### What is being asked
Quote the lines below exactly, from the one that holds "the mercedes-benz star" through the final line of the records, and only those.
== Material for the task ==
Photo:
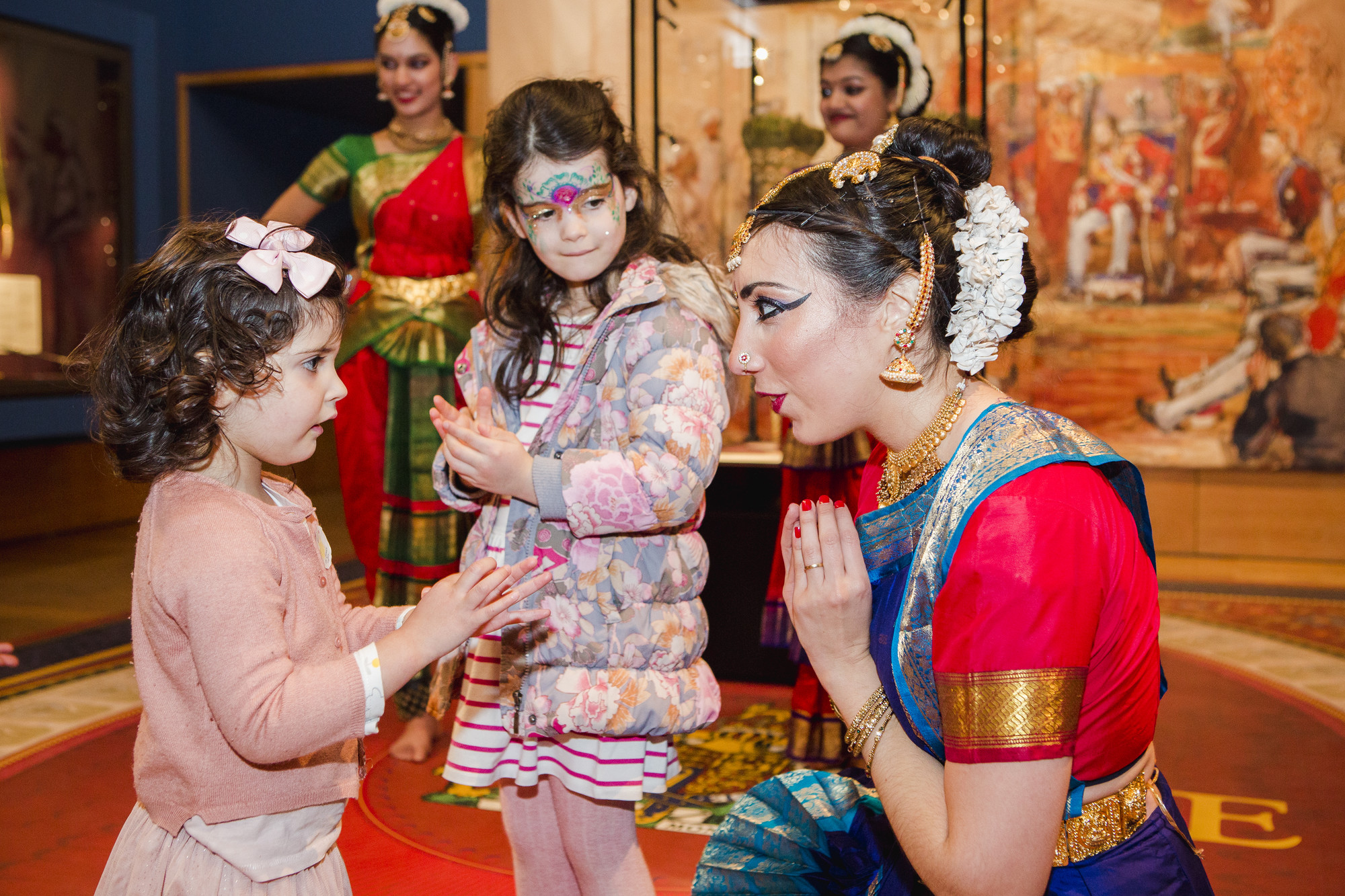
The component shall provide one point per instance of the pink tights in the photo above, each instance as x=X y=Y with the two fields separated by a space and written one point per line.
x=570 y=845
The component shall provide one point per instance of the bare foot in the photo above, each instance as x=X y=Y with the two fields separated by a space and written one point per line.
x=418 y=739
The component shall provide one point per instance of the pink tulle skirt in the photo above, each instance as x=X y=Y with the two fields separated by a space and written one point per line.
x=147 y=860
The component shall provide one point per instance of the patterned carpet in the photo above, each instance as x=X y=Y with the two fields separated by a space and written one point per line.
x=1254 y=681
x=719 y=763
x=1308 y=622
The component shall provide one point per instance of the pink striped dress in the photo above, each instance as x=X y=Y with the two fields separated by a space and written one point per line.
x=482 y=751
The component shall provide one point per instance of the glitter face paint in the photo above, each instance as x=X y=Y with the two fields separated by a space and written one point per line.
x=574 y=214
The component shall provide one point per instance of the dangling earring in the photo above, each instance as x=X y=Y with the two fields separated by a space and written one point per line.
x=902 y=370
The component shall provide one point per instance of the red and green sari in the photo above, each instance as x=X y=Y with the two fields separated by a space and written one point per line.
x=412 y=311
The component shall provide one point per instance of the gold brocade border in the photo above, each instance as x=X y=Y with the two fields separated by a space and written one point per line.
x=1011 y=708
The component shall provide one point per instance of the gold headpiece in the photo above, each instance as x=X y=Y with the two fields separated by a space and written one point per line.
x=744 y=232
x=857 y=167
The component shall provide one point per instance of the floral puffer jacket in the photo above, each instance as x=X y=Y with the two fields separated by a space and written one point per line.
x=621 y=470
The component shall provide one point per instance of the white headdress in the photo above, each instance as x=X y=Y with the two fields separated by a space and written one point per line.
x=992 y=243
x=921 y=83
x=455 y=10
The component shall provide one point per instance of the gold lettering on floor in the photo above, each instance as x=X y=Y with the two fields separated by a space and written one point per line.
x=1207 y=819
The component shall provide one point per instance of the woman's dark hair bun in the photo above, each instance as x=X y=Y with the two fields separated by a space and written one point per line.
x=434 y=25
x=960 y=150
x=870 y=233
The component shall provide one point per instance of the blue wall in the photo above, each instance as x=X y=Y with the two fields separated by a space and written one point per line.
x=167 y=37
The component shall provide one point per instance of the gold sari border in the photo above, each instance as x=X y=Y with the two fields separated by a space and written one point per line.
x=1012 y=708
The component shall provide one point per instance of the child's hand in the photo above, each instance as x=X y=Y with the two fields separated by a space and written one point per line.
x=485 y=455
x=471 y=603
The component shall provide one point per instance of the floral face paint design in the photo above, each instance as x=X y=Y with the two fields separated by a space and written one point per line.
x=566 y=188
x=574 y=214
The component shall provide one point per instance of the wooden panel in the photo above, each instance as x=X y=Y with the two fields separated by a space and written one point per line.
x=1172 y=507
x=1272 y=514
x=52 y=489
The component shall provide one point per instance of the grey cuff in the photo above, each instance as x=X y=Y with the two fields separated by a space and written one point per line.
x=547 y=483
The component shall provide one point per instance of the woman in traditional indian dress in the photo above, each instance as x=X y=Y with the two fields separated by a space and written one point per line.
x=415 y=189
x=995 y=591
x=872 y=76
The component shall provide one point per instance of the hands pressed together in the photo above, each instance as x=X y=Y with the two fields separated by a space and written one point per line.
x=484 y=455
x=828 y=592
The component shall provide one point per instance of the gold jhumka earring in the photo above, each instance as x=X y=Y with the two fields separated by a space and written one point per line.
x=902 y=372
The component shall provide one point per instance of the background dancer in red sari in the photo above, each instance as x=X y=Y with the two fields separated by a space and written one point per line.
x=414 y=189
x=872 y=76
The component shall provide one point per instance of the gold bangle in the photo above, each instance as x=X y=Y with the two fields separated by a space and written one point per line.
x=878 y=736
x=866 y=720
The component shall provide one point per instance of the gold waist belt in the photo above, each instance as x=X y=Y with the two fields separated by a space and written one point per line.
x=1106 y=822
x=422 y=292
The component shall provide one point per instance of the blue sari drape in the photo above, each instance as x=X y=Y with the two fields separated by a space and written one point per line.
x=783 y=838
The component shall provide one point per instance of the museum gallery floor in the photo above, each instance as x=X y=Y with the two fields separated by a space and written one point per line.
x=1250 y=735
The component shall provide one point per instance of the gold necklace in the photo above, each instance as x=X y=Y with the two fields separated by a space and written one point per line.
x=408 y=140
x=905 y=471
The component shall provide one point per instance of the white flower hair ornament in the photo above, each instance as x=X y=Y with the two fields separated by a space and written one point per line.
x=992 y=241
x=919 y=83
x=455 y=11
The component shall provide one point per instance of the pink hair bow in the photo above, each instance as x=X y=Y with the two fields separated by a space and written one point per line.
x=278 y=248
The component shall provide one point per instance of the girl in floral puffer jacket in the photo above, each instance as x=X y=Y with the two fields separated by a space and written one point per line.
x=598 y=404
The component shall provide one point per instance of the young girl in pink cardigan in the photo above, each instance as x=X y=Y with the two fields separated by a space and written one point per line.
x=259 y=681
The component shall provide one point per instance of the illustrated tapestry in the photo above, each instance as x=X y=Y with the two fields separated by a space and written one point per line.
x=1182 y=165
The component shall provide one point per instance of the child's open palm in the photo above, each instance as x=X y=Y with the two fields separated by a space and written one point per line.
x=482 y=454
x=474 y=602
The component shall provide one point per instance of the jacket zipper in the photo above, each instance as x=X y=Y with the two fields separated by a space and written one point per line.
x=551 y=450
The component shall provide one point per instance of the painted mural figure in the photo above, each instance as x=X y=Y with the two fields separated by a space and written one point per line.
x=1122 y=186
x=414 y=189
x=1307 y=401
x=595 y=417
x=1277 y=270
x=1217 y=127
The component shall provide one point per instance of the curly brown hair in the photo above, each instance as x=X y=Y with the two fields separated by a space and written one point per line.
x=189 y=321
x=562 y=120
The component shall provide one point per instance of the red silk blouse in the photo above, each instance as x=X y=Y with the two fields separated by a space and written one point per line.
x=1046 y=631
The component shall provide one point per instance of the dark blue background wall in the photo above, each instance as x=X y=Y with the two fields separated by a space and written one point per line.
x=167 y=37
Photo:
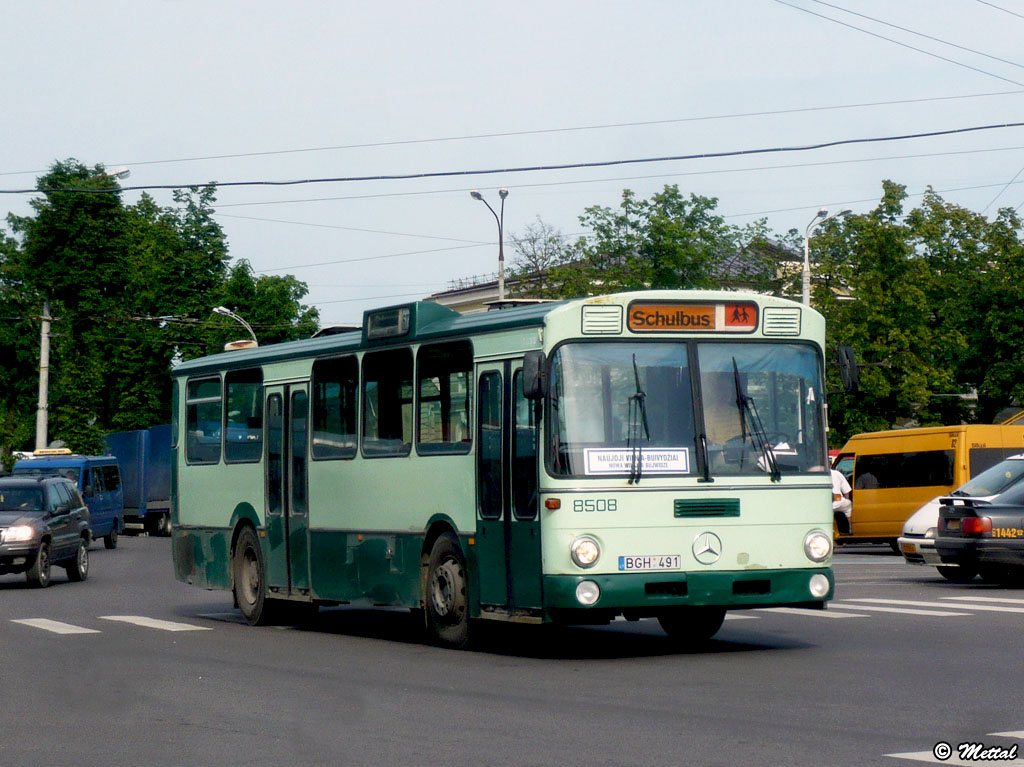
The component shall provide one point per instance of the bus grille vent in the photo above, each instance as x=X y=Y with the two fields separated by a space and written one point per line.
x=781 y=322
x=602 y=321
x=723 y=507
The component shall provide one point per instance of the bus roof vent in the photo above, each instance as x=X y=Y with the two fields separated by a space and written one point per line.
x=602 y=321
x=780 y=322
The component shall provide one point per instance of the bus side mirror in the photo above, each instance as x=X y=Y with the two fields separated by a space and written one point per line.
x=535 y=375
x=849 y=375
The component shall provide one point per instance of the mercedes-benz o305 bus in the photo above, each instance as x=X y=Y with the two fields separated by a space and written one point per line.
x=647 y=455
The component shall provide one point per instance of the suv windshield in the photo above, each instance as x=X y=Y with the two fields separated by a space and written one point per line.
x=22 y=499
x=622 y=409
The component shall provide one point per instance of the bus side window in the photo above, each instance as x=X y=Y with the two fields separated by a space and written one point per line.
x=335 y=388
x=445 y=389
x=387 y=402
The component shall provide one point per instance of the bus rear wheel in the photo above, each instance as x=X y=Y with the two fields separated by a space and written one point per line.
x=249 y=579
x=690 y=626
x=446 y=600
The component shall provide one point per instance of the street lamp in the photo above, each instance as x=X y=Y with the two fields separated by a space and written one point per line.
x=224 y=311
x=502 y=193
x=43 y=406
x=819 y=218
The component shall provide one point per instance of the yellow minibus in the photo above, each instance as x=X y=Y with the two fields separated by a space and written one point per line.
x=897 y=472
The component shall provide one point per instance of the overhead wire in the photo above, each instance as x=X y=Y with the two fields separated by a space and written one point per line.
x=897 y=42
x=535 y=168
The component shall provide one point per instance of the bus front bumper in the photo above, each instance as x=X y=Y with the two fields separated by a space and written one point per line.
x=644 y=594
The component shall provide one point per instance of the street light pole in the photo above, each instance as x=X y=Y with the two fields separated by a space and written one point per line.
x=43 y=408
x=820 y=217
x=502 y=193
x=223 y=310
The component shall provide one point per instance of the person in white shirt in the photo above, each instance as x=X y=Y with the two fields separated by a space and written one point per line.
x=842 y=505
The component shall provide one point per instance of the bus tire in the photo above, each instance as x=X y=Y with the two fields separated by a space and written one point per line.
x=249 y=579
x=691 y=626
x=446 y=601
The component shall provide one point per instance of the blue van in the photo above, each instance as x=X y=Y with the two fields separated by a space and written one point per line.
x=97 y=478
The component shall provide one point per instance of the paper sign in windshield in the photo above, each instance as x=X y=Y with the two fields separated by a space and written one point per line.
x=653 y=461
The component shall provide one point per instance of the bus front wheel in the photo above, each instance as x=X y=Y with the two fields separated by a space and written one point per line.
x=446 y=601
x=691 y=625
x=249 y=579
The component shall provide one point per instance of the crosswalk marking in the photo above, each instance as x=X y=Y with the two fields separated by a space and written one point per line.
x=54 y=626
x=961 y=606
x=152 y=623
x=1007 y=600
x=901 y=610
x=813 y=613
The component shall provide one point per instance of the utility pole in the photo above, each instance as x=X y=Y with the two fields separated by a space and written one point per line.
x=42 y=412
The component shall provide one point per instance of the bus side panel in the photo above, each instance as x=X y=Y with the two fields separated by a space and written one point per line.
x=369 y=519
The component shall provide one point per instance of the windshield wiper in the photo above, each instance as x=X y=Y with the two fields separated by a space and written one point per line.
x=638 y=418
x=747 y=408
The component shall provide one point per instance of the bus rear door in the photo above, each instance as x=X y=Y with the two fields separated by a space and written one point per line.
x=508 y=540
x=288 y=489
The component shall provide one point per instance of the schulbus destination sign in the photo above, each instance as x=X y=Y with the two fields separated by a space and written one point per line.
x=664 y=316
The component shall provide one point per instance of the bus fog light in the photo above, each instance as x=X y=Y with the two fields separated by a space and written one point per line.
x=819 y=585
x=585 y=551
x=817 y=546
x=588 y=592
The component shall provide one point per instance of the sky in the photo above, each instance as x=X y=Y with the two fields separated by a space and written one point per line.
x=190 y=91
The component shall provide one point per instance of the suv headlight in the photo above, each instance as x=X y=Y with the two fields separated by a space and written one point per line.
x=18 y=533
x=585 y=551
x=817 y=546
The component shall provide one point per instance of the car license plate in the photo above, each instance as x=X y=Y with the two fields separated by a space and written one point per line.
x=650 y=562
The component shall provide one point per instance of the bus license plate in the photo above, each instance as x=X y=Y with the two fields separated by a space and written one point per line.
x=651 y=562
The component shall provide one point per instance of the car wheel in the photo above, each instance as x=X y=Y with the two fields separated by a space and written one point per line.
x=79 y=569
x=446 y=601
x=249 y=579
x=39 y=573
x=691 y=626
x=962 y=574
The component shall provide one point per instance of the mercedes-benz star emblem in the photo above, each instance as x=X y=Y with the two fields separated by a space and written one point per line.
x=707 y=548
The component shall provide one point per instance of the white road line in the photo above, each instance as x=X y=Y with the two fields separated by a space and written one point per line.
x=54 y=626
x=901 y=610
x=152 y=623
x=987 y=599
x=958 y=605
x=812 y=613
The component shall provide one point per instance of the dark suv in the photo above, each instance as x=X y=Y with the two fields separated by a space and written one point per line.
x=43 y=520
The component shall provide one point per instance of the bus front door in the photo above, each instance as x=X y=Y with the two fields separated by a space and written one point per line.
x=508 y=540
x=287 y=489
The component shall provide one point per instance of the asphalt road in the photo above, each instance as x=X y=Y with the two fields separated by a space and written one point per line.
===
### Output of the task
The component shall provide one point per instance of the mercedes-benz star emblem in the photo above, each instance as x=X y=Y with the two fields separated by a space and written one point per line.
x=707 y=548
The component shall provide one point per instance of the white road line in the photo above, each instance as x=X y=Y with the two fields separated by a space and written one point per line.
x=54 y=626
x=901 y=610
x=152 y=623
x=987 y=599
x=958 y=605
x=812 y=613
The component shall provide one point per instance of the dark suv in the photo above, each instance as x=X y=Y with the two fields separated by a space and written one point per line.
x=43 y=520
The component shall provide one point per instance of the bus front door in the photo above, each instance as x=X y=Y with the two fields separated by a space and written one point per line.
x=508 y=540
x=287 y=489
The component shall provide one point per instance of the asphalt road in the photo above, each instance as x=X y=Y with the two fields separated by a space and written one point per line.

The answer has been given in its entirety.